> THE TASK
Reproduce the passage of the July 2016 archive below word for word, from "Why Did The" to "History, 39(2002); 204-31.".

> SELECTED TEXT

◇ ◇ ◇ ◇ ◇

Archive for July, 2016

Books on Naval Medicine

July 28, 2016

The Wellcome Library has undertaken the digitization of part of its massive collection; one of the sections it has put online is Naval Medicine. Dozens of historic monographs are presented here, among them those by three physicians whose work directly improved the health of seamen:  Gilbert Blane, James Lind, and Thomas Trotter. Biographies on these three luminaries can be found: Gilbert Blane, James Lind, and Thomas Trotter.

Why Did The Royal Navy Succeed?

July 27, 2016

Please read this informative article – The British Navy Rules: Monitoring and Incompatible Incentives in the Age of Fighting Sail – from Explorations in Economic History, 39(2002); 204-31.

 

Sailing Cards

July 26, 2016

Sailing cards are significant and distinctive maritime documents. Agents or owners commonly advertised the availability and loading of their vessels in the local newspapers, but by the mid-1850’s the colorful sailing cards began to appear in the windows of shipping firms, banks, and public shops along the waterfronts in ports like New York and Boston. These cards might be printed several days prior to the anticipated departure, in order to secure last-minute cargo or passengers.” (from inventory description). Fully 200 of these cards from the 1850s to the 1870s can be perused online.

◇ ◇ ◇ ◇ ◇

> SOURCE INFORMATION
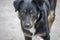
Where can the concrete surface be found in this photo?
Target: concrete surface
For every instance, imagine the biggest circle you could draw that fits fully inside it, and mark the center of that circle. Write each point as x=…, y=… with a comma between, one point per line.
x=9, y=23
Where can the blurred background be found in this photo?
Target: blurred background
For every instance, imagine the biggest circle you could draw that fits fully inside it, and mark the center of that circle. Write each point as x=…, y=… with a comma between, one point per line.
x=10, y=25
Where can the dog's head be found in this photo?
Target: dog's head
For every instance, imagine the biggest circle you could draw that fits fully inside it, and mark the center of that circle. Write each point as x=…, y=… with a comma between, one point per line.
x=28, y=12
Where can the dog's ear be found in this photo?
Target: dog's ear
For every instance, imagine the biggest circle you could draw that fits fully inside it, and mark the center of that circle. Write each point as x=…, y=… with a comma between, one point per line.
x=16, y=4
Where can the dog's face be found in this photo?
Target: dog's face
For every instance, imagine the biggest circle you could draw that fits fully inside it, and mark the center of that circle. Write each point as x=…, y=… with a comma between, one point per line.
x=28, y=14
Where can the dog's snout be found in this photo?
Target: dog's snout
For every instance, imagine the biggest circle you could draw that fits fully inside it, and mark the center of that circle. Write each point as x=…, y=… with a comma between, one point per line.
x=27, y=25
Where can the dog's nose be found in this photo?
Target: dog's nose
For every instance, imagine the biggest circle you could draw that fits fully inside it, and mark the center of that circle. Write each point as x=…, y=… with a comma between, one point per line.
x=27, y=25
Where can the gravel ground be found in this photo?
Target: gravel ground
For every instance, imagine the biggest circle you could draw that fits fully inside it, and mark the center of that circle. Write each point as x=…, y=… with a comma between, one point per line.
x=10, y=25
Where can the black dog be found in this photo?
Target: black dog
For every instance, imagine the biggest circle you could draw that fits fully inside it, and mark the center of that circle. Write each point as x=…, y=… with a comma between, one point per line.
x=36, y=17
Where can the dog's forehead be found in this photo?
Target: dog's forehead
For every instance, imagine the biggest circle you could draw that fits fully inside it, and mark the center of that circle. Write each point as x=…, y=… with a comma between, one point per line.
x=28, y=6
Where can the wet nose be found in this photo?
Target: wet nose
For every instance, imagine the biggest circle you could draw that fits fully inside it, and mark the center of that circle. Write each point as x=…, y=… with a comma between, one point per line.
x=27, y=25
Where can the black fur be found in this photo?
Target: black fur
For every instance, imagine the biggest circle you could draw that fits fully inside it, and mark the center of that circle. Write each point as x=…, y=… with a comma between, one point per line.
x=41, y=25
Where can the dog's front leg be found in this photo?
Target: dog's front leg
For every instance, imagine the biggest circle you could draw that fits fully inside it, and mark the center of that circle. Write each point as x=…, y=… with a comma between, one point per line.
x=28, y=38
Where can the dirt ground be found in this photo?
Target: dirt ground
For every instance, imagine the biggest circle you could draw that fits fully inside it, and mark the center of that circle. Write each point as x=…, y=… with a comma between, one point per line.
x=10, y=25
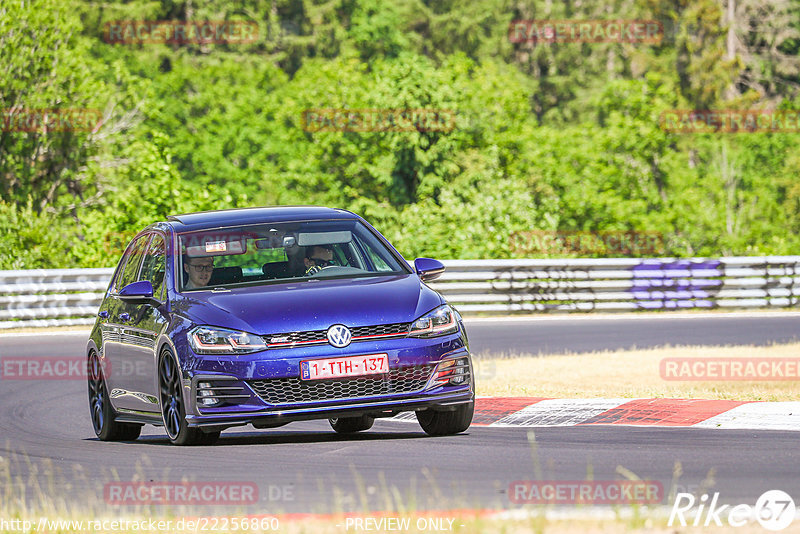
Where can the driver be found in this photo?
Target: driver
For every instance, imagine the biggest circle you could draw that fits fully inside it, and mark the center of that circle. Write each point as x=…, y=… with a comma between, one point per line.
x=317, y=258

◇ ◇ ◇ ◇ ◇

> SOLUTION FOR THIS EXERCISE
Why Did The Royal Navy Succeed?

July 27, 2016

Please read this informative article – The British Navy Rules: Monitoring and Incompatible Incentives in the Age of Fighting Sail – from Explorations in Economic History, 39(2002); 204-31.